> [EXERCISE OBJECTIVE]:
In the weekend post, copy out everything from "It was an interesting" down to "can easily recall.", putting "strange" in place of "bizarre".

> [TEXT BLOCK]:
--------------------------------------------------
It was an interesting weekend that made me think about many things. Although I would like to break this one up into more than one post, that’s just not going to happen. From Friday evening to last night constituted one of the more bizarre and yet delightful weekends that I can easily recall.
Nearly a year ago, on June 19, 2008, I received my letter from OSBI telling me to come in and get my weapons license. I wrote about it on my blog the next day. At the time, carrying was awkward. The gun was heavy, the holster was crappy, and I felt like a young teenager who could not hide what felt like a brand-new, huge protrusion. In the same vein, it felt like everyone was staring right at it, and like I could not possibly wear enough clothing to cover it. Also in the same comparison, I didn’t quite know how to use the equipment optimally. Since then, I’ve become more comfortable with carrying and shooting, through practice and training. I ditched the cheap holster for one of my own design and craftsmanship which turned out to be one of the best decisions I’ve made in the world of CCW. I became proficient shooting with both hands or either hand alone and added a twin to my carry. I’ve drilled in defensive shooting, and developed skills that I didn’t know I was lacking. Over the last year, I’ve become far more aware of my surroundings as I go about my daily life, always looking for the advantage, keeping my eyes on entrances and exits, sizing up other individuals as possible friends or foes. At this point, I’m safer without my gun than I was fully-armed when I first started carrying. That is to say that there may be times that I leave my gun behind, but I am never unarmed. What I have gained in my pursuit of defense has started to turn me into the weapon that I’m supposed to be. It’s not at all that I was defenseless before, but now I know far better how to avoid the fight, or quickly end it if I need to.
On Friday evening, Jenni and I decided to go to our monthly wine share event that we had not attended in several months. This is a charming event that roams around our home town. Lots of locals come, each with a bottle of wine, and mingle while sipping. It’s a great way to meet new friends and potential network contacts. In the state of Oklahoma, the law reads that it is illegal to have access to a firearm while ‘under the influence of alcohol.’ In practice, what this amounts to is that you should not be in the same room with an open container and a firearm. So, when we went to our wine share, we unloaded and locked away our guns prior to the event.
Over the course of the evening, we met several people that were a lot of fun – great conversationalists. I wound up talking about art and fashion with another young man there. His girlfriend had dragged him, kicking and screaming, and then he got to see what a fun get together it actually was. He commented on the jacket I was wearing and asked where I had bought it. This was an Armani that I purchased on eBay. I was wearing it primarily to cover my empty holsters, as I didn’t really want the conversations to go that direction on this particular evening. Fred had a hard time believing that I had paid so little for the designer label jacket, and asked if I had to have it tailored or anything. By the time our wine share was winding down, Fred asked Jenni and I to go to a party with the two of them, to another friend’s house. I thought it sounded like great fun, so away we went.
--------------------------------------------------
> [DATA SHOWN]:

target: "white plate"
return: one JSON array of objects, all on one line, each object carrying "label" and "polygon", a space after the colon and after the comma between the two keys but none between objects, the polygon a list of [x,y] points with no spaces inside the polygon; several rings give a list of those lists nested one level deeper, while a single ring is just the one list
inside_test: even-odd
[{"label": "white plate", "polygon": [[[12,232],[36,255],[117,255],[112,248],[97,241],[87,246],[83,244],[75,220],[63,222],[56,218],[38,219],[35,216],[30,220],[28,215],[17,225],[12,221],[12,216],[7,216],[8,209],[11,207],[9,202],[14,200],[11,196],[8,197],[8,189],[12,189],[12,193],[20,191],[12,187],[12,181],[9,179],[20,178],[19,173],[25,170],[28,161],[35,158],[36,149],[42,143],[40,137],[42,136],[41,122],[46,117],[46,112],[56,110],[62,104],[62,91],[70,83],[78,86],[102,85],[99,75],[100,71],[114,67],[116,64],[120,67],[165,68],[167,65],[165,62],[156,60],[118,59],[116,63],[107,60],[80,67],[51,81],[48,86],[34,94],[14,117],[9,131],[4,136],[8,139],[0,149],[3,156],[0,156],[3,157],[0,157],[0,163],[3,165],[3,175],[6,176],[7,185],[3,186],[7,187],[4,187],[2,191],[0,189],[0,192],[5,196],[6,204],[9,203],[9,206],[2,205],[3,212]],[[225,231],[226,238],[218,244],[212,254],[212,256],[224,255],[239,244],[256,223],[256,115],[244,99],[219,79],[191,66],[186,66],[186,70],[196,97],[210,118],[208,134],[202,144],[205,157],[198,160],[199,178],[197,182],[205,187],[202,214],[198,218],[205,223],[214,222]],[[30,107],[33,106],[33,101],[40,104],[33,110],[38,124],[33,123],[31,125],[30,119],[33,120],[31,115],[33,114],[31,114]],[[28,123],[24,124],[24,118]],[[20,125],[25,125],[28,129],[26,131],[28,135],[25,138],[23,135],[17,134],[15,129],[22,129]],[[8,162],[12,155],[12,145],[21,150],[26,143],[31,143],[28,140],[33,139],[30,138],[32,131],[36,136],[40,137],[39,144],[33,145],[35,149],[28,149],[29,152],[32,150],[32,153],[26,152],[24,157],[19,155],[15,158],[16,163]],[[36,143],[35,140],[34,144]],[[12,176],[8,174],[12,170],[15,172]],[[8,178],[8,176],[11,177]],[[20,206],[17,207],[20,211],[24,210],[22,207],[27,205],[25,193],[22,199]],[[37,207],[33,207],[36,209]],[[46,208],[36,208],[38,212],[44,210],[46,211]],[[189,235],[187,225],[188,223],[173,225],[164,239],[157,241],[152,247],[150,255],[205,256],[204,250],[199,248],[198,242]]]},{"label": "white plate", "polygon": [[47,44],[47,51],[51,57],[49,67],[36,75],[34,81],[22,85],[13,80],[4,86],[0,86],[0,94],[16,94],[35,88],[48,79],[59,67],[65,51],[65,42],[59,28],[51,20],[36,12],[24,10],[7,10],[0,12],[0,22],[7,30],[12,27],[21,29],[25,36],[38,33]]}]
--------------------------------------------------
> [REPLY]:
It was an interesting weekend that made me think about many things. Although I would like to break this one up into more than one post, that’s just not going to happen. From Friday evening to last night constituted one of the more strange and yet delightful weekends that I can easily recall.